>>>>

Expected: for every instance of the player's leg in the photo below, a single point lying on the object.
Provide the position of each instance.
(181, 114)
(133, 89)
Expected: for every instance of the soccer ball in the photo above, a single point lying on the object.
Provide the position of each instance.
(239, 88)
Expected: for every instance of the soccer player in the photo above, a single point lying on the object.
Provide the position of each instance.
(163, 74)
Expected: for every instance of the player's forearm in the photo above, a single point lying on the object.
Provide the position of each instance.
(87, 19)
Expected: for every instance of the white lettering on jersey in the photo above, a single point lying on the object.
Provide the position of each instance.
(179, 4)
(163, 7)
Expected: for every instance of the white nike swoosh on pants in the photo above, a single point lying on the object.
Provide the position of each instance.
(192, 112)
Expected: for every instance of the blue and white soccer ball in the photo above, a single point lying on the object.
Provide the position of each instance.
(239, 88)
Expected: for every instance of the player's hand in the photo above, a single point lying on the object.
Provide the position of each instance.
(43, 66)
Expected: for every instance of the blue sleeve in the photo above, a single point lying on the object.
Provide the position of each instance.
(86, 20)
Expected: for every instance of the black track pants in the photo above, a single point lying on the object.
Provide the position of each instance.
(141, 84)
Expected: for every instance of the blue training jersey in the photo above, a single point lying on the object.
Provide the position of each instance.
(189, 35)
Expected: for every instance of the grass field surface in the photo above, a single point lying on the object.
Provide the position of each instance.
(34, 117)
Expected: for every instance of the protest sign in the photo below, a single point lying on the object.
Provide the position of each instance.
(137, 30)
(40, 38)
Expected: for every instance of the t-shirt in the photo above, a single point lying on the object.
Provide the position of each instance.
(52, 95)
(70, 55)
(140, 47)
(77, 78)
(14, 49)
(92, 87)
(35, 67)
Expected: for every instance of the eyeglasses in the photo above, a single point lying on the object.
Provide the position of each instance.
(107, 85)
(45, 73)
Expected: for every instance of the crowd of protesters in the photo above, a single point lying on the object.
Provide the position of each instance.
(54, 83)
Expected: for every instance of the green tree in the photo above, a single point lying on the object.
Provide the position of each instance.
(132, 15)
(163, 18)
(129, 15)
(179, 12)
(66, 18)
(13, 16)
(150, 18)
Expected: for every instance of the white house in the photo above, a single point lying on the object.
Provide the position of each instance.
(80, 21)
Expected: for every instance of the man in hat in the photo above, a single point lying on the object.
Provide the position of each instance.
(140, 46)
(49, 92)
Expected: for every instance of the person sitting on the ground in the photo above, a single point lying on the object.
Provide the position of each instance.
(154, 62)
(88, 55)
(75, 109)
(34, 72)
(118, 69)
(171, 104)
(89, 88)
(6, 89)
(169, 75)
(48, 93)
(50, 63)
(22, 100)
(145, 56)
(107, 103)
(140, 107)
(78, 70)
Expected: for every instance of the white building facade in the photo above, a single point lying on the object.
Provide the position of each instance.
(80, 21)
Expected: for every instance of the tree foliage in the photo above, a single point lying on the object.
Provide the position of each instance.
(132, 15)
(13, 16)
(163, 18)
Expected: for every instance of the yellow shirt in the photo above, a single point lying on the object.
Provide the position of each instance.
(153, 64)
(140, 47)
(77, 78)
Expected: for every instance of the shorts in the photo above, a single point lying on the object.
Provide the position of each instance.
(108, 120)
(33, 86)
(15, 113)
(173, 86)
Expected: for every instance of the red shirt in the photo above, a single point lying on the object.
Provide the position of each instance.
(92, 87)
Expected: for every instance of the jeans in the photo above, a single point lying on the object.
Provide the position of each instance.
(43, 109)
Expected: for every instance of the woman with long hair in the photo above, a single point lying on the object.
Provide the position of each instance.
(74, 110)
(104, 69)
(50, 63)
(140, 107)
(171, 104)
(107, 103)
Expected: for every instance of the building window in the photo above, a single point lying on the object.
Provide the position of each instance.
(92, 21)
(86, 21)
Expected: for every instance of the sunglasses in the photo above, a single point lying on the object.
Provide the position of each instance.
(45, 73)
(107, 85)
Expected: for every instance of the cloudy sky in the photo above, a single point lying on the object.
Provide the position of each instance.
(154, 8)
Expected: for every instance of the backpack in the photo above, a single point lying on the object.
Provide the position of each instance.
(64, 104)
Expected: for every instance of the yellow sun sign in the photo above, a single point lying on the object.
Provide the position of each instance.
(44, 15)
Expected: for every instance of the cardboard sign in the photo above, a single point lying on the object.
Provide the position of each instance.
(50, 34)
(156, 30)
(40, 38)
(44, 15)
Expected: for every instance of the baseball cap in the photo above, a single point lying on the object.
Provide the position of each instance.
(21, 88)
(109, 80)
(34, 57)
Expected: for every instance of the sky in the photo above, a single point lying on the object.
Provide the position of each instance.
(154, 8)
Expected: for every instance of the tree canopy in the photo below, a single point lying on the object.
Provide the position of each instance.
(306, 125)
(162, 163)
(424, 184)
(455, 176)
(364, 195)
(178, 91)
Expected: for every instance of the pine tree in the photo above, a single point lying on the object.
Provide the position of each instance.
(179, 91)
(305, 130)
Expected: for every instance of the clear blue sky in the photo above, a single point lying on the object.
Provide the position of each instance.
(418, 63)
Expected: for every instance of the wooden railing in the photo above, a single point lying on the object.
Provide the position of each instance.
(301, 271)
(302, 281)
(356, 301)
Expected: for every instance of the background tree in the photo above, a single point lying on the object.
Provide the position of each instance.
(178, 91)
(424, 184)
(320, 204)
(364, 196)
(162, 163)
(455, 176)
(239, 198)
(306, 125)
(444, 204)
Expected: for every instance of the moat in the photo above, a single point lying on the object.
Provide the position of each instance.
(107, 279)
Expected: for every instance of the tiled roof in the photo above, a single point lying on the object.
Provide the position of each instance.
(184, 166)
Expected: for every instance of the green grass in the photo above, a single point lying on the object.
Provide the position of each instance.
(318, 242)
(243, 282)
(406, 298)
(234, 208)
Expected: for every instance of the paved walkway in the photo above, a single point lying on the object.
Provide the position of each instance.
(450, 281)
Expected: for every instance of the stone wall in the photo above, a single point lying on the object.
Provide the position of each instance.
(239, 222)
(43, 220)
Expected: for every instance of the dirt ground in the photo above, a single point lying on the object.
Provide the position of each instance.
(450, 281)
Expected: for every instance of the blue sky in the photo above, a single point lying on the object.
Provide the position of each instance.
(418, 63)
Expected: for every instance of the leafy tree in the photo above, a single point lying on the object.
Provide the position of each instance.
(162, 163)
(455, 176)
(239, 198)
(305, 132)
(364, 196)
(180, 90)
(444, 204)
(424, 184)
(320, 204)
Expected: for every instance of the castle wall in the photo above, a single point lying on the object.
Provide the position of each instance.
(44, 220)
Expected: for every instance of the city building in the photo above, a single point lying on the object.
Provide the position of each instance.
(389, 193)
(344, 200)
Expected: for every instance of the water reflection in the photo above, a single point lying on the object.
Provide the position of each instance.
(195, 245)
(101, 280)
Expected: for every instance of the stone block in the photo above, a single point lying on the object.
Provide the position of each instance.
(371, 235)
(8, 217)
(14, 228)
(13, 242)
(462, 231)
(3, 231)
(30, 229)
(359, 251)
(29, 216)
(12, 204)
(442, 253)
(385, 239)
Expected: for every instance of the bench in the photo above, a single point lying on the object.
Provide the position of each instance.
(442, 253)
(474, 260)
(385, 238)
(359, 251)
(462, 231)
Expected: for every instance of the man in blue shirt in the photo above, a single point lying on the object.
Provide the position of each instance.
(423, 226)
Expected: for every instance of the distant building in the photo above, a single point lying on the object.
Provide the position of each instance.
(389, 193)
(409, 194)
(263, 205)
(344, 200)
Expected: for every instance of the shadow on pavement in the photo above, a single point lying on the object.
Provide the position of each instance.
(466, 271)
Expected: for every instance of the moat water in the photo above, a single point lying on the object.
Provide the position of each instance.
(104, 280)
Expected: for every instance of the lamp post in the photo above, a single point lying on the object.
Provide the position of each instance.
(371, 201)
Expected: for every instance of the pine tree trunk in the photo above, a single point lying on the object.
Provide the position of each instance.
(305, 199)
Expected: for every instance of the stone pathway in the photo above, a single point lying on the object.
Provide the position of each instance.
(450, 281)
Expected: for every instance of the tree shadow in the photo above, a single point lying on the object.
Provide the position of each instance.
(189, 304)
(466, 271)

<<<<

• **Task brief**:
Each line of the entries holding the string "green" should be found and copied.

• **Finished task**:
Expected: for every instance of the green tree in the photo above, a single point lying on the object.
Expected: for every instance of the green grass in the photo above, a single point lying on the object.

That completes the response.